___ Source material ___

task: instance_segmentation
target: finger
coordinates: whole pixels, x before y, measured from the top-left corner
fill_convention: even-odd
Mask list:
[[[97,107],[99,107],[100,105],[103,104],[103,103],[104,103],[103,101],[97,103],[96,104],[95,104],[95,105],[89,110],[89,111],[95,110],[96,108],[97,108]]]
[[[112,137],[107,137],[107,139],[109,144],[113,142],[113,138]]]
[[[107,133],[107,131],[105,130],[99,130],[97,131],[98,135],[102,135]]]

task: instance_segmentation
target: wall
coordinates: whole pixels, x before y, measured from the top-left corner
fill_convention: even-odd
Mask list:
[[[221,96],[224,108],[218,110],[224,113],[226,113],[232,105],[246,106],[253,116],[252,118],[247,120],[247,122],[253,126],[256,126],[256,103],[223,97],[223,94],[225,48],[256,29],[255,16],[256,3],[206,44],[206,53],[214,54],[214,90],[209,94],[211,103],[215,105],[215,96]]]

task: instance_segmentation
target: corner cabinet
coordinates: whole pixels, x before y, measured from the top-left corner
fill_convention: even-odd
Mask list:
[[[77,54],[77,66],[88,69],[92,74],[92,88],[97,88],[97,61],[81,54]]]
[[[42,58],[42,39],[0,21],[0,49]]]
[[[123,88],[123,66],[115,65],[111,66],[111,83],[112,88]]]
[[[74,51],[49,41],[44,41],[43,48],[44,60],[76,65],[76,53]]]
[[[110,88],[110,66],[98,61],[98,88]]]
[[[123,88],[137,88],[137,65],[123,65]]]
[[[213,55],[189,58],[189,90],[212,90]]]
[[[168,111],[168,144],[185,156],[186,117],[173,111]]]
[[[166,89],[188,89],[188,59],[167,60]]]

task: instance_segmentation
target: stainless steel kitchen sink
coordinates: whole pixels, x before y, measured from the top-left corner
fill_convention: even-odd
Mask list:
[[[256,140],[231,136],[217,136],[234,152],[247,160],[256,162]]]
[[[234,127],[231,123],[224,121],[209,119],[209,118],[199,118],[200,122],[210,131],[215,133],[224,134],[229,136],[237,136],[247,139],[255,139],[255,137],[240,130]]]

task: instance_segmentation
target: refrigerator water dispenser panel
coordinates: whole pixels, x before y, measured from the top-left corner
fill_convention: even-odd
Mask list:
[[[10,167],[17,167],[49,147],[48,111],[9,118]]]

___

_Prompt_: Pull out each line above that contains the string "target", copying it in full. Treat the match as case-sensitive.

_Exercise solution_:
target: finger
target: wall
target: corner cabinet
target: stainless steel kitchen sink
target: refrigerator water dispenser panel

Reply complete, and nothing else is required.